**EXERCISE DETAILS**
Provide an exact transcription of all the records.

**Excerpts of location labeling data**
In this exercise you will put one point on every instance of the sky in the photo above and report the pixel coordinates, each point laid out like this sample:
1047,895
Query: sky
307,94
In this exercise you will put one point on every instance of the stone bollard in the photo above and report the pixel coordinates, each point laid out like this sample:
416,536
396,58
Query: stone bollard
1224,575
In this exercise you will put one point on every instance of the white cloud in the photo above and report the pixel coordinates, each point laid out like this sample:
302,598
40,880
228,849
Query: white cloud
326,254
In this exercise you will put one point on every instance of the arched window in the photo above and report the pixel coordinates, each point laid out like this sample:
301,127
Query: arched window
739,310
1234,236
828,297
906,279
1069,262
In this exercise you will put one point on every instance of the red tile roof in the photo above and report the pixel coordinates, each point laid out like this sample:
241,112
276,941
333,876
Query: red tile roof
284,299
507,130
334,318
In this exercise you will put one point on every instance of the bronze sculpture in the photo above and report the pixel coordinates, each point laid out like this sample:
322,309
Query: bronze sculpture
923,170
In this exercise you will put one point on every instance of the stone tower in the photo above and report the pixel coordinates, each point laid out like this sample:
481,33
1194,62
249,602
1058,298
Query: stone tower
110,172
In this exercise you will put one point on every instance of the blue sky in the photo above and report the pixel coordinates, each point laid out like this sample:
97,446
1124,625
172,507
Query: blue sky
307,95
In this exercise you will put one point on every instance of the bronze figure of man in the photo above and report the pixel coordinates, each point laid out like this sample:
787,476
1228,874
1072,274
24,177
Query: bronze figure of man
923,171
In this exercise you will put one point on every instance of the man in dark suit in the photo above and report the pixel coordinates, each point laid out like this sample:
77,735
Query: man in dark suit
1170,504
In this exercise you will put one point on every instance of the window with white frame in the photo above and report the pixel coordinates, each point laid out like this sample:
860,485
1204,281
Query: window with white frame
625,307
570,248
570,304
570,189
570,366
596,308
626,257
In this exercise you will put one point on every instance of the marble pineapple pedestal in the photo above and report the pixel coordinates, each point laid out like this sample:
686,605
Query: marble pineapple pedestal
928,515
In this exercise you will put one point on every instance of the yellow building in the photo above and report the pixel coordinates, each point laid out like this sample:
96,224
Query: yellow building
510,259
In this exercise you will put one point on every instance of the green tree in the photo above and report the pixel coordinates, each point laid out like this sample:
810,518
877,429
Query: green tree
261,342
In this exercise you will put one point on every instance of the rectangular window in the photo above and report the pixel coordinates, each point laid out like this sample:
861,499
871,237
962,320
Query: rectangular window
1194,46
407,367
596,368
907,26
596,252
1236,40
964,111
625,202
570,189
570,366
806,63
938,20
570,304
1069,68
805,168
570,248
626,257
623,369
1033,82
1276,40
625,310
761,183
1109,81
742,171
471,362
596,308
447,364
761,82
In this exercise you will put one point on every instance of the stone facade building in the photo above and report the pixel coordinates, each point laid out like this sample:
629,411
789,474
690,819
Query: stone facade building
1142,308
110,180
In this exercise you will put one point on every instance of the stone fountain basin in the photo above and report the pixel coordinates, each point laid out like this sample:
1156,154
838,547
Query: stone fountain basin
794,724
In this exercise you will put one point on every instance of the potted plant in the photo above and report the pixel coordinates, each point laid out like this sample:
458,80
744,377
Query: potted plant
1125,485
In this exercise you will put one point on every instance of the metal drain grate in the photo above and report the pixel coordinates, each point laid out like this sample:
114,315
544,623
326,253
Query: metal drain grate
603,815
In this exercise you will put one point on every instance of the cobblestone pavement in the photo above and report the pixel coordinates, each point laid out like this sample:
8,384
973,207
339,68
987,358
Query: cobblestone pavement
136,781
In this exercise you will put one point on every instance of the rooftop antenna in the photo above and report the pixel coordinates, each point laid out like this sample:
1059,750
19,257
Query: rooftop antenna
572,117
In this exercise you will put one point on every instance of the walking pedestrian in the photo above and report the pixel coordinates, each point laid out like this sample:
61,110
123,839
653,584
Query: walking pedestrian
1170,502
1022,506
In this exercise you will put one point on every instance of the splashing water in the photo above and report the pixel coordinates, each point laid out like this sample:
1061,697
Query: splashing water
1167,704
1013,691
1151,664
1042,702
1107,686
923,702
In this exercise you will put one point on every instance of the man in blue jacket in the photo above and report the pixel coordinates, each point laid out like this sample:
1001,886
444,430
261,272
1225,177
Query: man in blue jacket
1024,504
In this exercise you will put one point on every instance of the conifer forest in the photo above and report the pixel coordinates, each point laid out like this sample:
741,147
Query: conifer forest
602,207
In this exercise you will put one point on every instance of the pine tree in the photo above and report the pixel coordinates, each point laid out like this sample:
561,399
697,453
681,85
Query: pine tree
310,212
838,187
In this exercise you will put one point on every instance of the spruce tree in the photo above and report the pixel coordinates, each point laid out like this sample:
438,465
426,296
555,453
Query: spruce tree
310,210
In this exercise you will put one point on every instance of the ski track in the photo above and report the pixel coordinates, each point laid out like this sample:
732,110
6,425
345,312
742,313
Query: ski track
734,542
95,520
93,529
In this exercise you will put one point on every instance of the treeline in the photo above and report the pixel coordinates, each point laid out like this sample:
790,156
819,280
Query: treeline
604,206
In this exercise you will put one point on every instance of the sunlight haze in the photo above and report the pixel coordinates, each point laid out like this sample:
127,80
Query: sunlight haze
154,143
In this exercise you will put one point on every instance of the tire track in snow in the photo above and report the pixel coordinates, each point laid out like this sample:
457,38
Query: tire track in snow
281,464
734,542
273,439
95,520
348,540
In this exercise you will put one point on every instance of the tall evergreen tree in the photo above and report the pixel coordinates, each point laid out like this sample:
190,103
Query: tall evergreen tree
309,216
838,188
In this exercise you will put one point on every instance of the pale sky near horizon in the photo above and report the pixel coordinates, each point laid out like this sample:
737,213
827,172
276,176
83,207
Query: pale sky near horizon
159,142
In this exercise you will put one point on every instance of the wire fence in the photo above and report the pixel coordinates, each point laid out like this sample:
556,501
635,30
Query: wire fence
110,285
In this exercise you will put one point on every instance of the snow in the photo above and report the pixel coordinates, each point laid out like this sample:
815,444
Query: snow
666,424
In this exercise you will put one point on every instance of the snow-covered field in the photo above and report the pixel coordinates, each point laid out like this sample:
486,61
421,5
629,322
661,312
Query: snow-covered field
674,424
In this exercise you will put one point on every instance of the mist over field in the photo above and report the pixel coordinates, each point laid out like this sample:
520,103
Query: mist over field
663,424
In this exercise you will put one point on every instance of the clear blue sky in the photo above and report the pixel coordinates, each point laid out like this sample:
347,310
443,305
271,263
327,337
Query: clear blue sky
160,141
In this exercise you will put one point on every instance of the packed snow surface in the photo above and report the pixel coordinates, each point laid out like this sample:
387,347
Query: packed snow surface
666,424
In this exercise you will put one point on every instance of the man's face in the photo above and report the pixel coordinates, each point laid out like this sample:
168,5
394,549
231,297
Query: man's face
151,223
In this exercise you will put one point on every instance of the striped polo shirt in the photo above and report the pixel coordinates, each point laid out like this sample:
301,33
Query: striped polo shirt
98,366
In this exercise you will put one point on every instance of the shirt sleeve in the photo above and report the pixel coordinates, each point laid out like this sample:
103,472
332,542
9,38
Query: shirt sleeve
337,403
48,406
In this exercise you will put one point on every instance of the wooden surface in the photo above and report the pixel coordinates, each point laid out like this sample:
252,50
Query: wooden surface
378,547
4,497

**TASK RESPONSE**
In this exercise you will put one point on every instance of the sky in the photo above and report the pixel coordinates, each point laid out like this sample:
1047,895
Query: sky
307,94
In this exercise you will put one point on every instance of the stone bollard in the photo above and report the pixel coordinates, each point laid out like this sample:
416,536
396,58
Query: stone bollard
1224,575
In this exercise you will put one point on every instance of the white cloud in the photo above and report the pixel coordinates, each point laid out like this sample:
302,598
40,880
228,849
Query: white cloud
326,254
In this exercise you will put one point on every instance of the arched window in the photo above and report the pixel coordinates, each point laid out like this sample:
301,127
Query: arched window
739,310
1234,236
828,297
906,279
1069,262
In this exercise you will put one point on every instance of the red tile roof in the photo above and report the pixel coordinates, each point laid out like this sample:
241,112
276,941
333,876
Query: red tile roof
284,299
507,130
334,318
In this exercise you will put one point on every instance of the bronze sculpture in the photo above and report the pixel coordinates, each point laid out like this sample:
322,309
Query: bronze sculpture
923,170
In this exercise you will put one point on every instance of the stone tower in the photo above and report the pixel coordinates, each point laid out like this sample:
481,33
1194,62
249,602
1058,298
Query: stone tower
110,172
In this exercise you will put one point on every instance of the blue sky in the photo above and report the pixel coordinates, each point laid out like this sample:
97,446
1124,625
172,507
Query: blue sky
307,95
In this exercise you will put one point on every instance of the bronze figure of man in the photo above and report the pixel coordinates, each point laid out like this sample:
787,476
1228,874
1072,274
24,177
Query: bronze figure of man
923,171
In this exercise you will put one point on every instance of the man in dark suit in the photo above and report the pixel coordinates, each point laid out like this sample:
77,735
Query: man in dark suit
1170,504
In this exercise you will put one point on every instance of the window with white frame in the photo above and report the pixel coordinates, each point laid out like this sample:
860,485
1204,281
Query: window with white frame
625,307
570,248
570,304
570,189
570,366
596,308
626,257
In this exercise you will put one point on every instance of the marble pineapple pedestal in the photo above and report the pixel coordinates, each point laid out like this sample:
686,605
Query: marble pineapple pedestal
928,515
In this exercise you will put one point on every instance of the yellow building in the photo above and report the pixel coordinates, each point laid out like this sample:
96,224
Query: yellow building
510,259
In this exercise you will put one point on every instance of the green tree in the photo above and report the pixel coordinates, each point laid out like this sample:
810,518
877,429
Query: green tree
261,342
In this exercise you will put one point on every instance of the rectangular window in the photo above and report the pixel coordinates, each point laid out like this sample:
861,499
871,237
962,320
Query: rectangular window
1194,46
407,367
596,368
907,26
596,252
1236,40
964,111
625,202
570,189
570,366
806,63
938,20
570,304
1069,68
805,168
570,248
626,257
623,369
1033,82
1276,40
625,310
761,183
1109,81
742,171
471,362
596,308
447,364
761,82
In this exercise you will put one point on every instance of the stone facade building in the photo above and report the pixel coordinates, each point laid out like this sample:
629,411
789,474
690,819
Query: stone facade building
1142,308
110,180
In this exercise you will put one point on every instance of the stone fountain basin in the photo above and report the pixel coordinates, each point laid out like this sample:
1156,154
838,547
Query: stone fountain basin
794,724
In this exercise you will put one point on every instance of the potted plant in the photo above and report the pixel coordinates, each point laid out like this sample:
458,80
744,377
Query: potted plant
1125,485
In this exercise you will put one point on every instance of the metal drain grate in the photo above and report the pixel coordinates, each point laid out like this sample:
114,315
544,623
326,253
Query: metal drain grate
603,815
In this exercise you will put one point on every instance of the cobblestone pavement in the photo above and report the pixel coordinates, each point laid out like this sample:
8,384
973,207
339,68
987,358
Query: cobblestone pavement
136,781
In this exercise you will put one point on every instance of the rooftop antenna in the photo above and report the pixel coordinates, each point laid out like this sample:
1059,750
19,257
Query: rooftop antenna
572,117
In this exercise you will put one point on every instance of the walking pedestrian in the photo above and report the pixel coordinates, each point laid out like this sample:
61,110
123,839
653,584
Query: walking pedestrian
1170,502
1022,506
In this exercise you will put one point on every instance of the splashing water in the photo above and report the pixel coordinates, each point laid out like this sample:
1061,697
Query: splashing water
1167,704
1013,691
1151,664
1042,702
1107,686
923,702
In this exercise you will put one point on every instance of the man in blue jacket in the photo above and report the pixel coordinates, each point laid out like this sample:
1001,886
444,430
261,272
1225,177
Query: man in blue jacket
1024,504
In this exercise you will put one point on every instance of the conifer forest in the photo above and report the pixel coordinates, each point laid out like this sample:
741,147
Query: conifer forest
602,207
In this exercise you will put one point on every instance of the pine tree in the photo above and report the pixel coordinates, each point laid out like this sample:
561,399
697,453
681,85
Query: pine tree
310,212
838,187
In this exercise you will put one point on every instance of the spruce tree in the photo above and report the pixel coordinates, each point laid out like this sample:
438,465
426,296
555,453
Query: spruce tree
310,210
In this exercise you will put one point on every instance of the ski track in the photo above and report the pixel coordinates, each point laid out like this sample:
732,110
6,425
345,312
742,313
Query: ski track
734,542
95,520
93,529
In this exercise you will put one point on every instance of the treeline in the photo above and report the pixel coordinates, each point laid out like this sample:
790,156
819,280
Query: treeline
604,206
In this exercise you will put one point on every instance of the sunlight haze in the photo above and report the pixel coordinates, each point laid out like this sample:
127,80
Query: sunlight haze
154,143
In this exercise you will put one point on every instance of the tire track in snow in the photo above and report the pixel coordinates, each point laid out like this sample:
457,38
Query: tire track in snow
281,464
734,542
273,439
95,520
348,540
In this exercise you will put one point on every instance of the tall evergreen tree in the photo above and report the pixel coordinates, each point laid out like this sample:
190,103
Query: tall evergreen tree
309,216
838,188
In this exercise you will put one point on every instance of the pale sky near horizon in the photo above and report the pixel coordinates, each point laid out like this sample:
737,213
827,172
276,176
83,207
Query: pale sky near horizon
159,142
In this exercise you will put one point on every instance of the wire fence in the photo above and report the pixel coordinates, each point laid out like this sample:
556,501
635,30
Query: wire fence
110,285
In this exercise you will put one point on every instance of the snow in the photo above and report the pixel coordinates, each point laid out like this sample:
815,444
Query: snow
666,424
In this exercise you will put one point on every instance of the snow-covered field in the photo above and report the pixel coordinates, each point laid out like this sample:
486,61
421,5
629,322
661,312
Query: snow-covered field
674,424
In this exercise you will put one point on every instance of the mist over field in the photo above and report the pixel coordinates, each point laid out like this sample:
520,103
Query: mist over field
663,424
In this exercise you will put one point on every instance of the clear blue sky in the photo above and report the pixel coordinates, each point laid out like this sample:
347,310
443,305
271,263
327,337
Query: clear blue sky
160,141
In this exercise you will put one point on every instance of the packed snow surface in the photo above and report the pixel coordinates, each point laid out like this sample:
387,347
Query: packed snow surface
666,424
In this exercise you will put one point on every instance of the man's face in the photo above and report the pixel coordinates, each point laid out like this sample:
168,5
394,549
231,297
Query: man's face
151,223
In this exercise you will put one point on every instance of the striped polo shirt in the photo above and report the pixel coordinates, each point laid out like this sample:
301,33
Query: striped polo shirt
98,366
In this exercise you will put one point on every instance of the shirt sleeve in the photo above and report the pixel coordinates, each point laid out like this sample:
103,472
332,542
9,38
Query: shirt sleeve
337,403
48,406
In this exercise you will put one point on every instance of the wooden surface in the photo above and report the pixel coordinates, each point laid out like this sample:
252,50
Query: wooden surface
378,547
4,497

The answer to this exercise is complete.